[Start]

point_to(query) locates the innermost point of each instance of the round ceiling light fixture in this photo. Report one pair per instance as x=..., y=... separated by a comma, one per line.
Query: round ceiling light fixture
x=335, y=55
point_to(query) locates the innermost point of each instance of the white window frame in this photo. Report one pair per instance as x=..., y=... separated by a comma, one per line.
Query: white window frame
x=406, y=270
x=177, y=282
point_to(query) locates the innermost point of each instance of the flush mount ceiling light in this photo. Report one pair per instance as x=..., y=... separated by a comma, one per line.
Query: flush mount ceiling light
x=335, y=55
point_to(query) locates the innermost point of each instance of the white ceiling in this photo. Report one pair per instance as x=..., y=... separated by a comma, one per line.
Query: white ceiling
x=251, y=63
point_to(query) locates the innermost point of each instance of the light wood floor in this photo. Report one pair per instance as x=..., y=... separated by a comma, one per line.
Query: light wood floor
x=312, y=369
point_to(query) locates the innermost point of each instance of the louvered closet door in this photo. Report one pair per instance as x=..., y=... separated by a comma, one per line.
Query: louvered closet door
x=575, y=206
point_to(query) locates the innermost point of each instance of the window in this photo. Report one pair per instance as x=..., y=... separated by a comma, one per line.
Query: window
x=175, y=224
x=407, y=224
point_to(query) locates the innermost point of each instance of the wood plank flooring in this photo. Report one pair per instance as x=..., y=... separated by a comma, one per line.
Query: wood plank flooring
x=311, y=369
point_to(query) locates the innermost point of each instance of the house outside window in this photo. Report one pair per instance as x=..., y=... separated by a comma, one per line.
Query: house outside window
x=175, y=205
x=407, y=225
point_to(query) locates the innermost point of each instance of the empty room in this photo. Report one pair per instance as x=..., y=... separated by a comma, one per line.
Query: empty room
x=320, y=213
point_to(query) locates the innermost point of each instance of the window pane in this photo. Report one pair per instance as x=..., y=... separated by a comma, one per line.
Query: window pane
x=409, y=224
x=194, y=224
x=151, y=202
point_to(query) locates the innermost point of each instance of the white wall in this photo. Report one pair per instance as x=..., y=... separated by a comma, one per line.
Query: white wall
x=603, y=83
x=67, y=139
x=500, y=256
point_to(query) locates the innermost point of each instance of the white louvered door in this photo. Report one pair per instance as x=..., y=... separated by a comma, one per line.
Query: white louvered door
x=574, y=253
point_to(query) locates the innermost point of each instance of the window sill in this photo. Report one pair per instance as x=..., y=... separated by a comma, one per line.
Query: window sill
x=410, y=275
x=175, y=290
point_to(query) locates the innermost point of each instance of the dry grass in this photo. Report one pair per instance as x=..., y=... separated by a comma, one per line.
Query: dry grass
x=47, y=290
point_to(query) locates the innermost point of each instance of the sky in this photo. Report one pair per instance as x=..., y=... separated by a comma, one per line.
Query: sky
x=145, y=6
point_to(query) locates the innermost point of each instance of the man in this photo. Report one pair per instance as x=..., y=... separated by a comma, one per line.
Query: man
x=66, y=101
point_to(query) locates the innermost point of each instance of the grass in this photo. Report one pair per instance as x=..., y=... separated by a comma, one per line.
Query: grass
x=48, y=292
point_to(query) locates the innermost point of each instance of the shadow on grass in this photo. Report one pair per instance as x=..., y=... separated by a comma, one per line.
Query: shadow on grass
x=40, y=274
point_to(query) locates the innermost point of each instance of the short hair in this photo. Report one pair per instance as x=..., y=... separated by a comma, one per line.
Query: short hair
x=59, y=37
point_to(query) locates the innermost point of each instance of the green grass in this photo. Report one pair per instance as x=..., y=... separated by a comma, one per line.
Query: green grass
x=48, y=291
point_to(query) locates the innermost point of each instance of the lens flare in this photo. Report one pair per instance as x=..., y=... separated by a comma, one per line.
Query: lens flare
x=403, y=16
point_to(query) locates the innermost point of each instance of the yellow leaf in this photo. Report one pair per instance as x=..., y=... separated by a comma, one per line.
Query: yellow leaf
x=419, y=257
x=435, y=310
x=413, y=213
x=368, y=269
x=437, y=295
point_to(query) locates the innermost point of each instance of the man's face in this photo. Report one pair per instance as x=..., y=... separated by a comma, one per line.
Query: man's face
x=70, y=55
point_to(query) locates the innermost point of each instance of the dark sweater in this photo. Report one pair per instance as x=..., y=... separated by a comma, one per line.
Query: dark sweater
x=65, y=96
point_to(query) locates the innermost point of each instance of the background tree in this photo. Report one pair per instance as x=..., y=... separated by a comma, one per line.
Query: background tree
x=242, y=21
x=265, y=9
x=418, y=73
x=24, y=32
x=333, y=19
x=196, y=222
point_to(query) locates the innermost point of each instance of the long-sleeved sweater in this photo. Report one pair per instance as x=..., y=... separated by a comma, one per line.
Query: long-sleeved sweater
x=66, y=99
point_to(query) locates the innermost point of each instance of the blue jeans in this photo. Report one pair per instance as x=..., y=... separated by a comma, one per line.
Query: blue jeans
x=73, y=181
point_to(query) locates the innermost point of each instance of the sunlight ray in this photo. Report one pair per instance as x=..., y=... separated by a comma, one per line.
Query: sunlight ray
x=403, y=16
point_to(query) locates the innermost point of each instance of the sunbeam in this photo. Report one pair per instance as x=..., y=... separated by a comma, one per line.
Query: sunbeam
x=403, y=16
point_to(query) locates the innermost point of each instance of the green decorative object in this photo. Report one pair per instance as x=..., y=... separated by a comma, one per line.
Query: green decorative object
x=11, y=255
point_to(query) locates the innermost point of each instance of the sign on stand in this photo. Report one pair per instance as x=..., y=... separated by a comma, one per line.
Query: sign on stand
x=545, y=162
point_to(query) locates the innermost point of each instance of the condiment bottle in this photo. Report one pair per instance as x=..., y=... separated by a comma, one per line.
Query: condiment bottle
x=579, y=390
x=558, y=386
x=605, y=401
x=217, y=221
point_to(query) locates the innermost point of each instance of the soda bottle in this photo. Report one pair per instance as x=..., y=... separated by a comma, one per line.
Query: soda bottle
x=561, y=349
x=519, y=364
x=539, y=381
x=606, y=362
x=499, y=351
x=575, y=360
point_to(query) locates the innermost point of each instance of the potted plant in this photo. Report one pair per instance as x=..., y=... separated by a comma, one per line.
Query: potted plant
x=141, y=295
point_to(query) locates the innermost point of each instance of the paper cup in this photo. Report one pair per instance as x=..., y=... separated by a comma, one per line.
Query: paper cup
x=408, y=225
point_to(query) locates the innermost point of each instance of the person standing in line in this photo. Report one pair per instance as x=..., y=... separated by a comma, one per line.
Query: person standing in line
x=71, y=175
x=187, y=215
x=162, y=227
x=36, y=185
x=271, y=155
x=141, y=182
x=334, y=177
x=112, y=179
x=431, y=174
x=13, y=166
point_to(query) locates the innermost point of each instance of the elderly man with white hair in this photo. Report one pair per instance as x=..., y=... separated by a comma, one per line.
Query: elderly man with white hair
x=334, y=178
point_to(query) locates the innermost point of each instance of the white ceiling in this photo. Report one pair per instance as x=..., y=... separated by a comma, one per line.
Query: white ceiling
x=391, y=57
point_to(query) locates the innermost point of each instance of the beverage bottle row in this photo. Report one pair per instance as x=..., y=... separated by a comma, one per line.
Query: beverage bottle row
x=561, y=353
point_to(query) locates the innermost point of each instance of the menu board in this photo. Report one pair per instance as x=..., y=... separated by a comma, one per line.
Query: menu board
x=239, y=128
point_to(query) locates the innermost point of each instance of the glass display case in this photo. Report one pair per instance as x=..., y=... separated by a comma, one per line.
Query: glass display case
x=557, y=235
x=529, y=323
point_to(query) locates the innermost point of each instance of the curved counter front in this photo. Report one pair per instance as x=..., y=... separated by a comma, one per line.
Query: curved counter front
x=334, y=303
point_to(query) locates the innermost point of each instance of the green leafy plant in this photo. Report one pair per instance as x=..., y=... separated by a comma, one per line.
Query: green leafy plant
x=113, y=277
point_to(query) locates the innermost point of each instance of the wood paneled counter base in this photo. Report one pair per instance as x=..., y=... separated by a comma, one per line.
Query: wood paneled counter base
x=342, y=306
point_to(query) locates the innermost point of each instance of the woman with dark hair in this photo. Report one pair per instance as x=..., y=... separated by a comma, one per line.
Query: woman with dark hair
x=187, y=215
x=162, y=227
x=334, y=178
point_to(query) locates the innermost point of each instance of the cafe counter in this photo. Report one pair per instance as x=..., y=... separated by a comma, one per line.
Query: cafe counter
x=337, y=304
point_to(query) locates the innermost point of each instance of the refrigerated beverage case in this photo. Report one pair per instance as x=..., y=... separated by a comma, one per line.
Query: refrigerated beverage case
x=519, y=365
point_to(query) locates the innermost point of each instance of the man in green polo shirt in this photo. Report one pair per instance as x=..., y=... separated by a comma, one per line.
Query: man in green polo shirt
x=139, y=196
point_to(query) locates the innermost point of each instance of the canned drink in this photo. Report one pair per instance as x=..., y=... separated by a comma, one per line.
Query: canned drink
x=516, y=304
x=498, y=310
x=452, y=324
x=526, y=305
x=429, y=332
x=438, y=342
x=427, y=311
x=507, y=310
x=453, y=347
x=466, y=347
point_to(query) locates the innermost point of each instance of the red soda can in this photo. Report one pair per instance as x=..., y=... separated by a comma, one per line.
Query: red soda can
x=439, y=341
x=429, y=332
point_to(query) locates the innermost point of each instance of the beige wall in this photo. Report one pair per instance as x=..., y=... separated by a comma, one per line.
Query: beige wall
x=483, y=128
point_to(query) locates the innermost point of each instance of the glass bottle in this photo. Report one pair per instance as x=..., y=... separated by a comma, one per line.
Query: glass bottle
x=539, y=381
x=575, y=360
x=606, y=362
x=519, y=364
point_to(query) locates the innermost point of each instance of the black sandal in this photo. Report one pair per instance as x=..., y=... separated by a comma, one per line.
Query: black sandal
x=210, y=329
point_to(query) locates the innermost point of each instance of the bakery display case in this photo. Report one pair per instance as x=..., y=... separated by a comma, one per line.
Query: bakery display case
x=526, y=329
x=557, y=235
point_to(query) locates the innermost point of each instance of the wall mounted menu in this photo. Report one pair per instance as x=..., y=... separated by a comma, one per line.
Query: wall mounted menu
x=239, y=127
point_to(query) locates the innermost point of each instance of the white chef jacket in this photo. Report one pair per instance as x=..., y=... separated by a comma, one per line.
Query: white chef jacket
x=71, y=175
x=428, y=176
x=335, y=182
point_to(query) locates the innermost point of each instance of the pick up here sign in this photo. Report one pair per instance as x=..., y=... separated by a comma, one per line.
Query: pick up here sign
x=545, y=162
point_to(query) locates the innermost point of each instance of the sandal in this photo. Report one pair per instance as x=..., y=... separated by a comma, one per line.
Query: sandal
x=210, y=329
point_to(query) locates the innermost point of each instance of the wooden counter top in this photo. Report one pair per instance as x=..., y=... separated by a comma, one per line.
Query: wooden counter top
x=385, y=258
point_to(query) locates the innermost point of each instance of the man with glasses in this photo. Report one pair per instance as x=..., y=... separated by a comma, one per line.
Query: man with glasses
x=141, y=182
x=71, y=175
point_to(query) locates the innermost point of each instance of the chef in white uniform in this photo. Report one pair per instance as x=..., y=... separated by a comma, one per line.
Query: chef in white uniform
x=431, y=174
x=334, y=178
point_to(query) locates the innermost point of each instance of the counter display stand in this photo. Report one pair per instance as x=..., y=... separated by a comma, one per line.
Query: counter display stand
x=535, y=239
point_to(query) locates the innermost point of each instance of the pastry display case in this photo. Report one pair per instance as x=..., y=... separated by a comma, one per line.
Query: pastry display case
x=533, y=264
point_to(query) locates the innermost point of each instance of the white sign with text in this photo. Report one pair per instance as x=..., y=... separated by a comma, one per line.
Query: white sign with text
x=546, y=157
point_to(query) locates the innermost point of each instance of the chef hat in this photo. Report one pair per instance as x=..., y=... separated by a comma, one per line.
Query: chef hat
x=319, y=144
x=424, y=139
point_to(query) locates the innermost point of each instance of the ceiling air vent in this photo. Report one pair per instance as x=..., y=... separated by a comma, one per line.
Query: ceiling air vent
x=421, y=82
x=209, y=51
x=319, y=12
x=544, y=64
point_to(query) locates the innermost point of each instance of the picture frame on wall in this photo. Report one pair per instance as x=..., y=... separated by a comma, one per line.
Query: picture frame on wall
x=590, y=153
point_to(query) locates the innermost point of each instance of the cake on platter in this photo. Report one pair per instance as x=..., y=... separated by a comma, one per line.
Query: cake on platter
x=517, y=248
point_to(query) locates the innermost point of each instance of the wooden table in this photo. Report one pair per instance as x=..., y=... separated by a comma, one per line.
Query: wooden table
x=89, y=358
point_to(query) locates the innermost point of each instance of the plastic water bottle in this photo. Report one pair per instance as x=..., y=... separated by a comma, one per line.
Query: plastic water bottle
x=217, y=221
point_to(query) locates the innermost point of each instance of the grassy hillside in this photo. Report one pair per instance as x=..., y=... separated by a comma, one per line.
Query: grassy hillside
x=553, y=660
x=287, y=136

[End]

• _Job_:
Offset the rows from the line containing "the window in" down to the line containing "x=151, y=202", both ends included: write out every line in that span again, requests and all, with 96 added to each x and y coordinate in the answers.

• _Finished exercise_:
point_to(query) locates the innermost point of each instance of the window in this photo. Report one pair per instance as x=..., y=... separated by a comma, one per line.
Query: window
x=271, y=320
x=503, y=320
point_to(query) locates the innermost point of each instance of the wood plank flooring in this photo. Report one pair per instance as x=..., y=... separated by a comma, one per line.
Query: wood plank flooring
x=407, y=465
point_to(query) locates the innermost point of each instance of the house outside window in this photo. Report one pair per instance as x=..., y=... separated by a comma, one per line.
Query: house outside window
x=271, y=301
x=503, y=321
point_to(query) locates the innermost point of each instance of the empty room in this photo. Report one pair per instance as x=..., y=... separated by a comma, one per line.
Query: empty room
x=416, y=309
point_to(query) locates the innermost point of each instance of the window pane in this photo. Report one pair per instance as x=..., y=... separated by a comma, one per line.
Query: window pane
x=505, y=320
x=290, y=320
x=247, y=298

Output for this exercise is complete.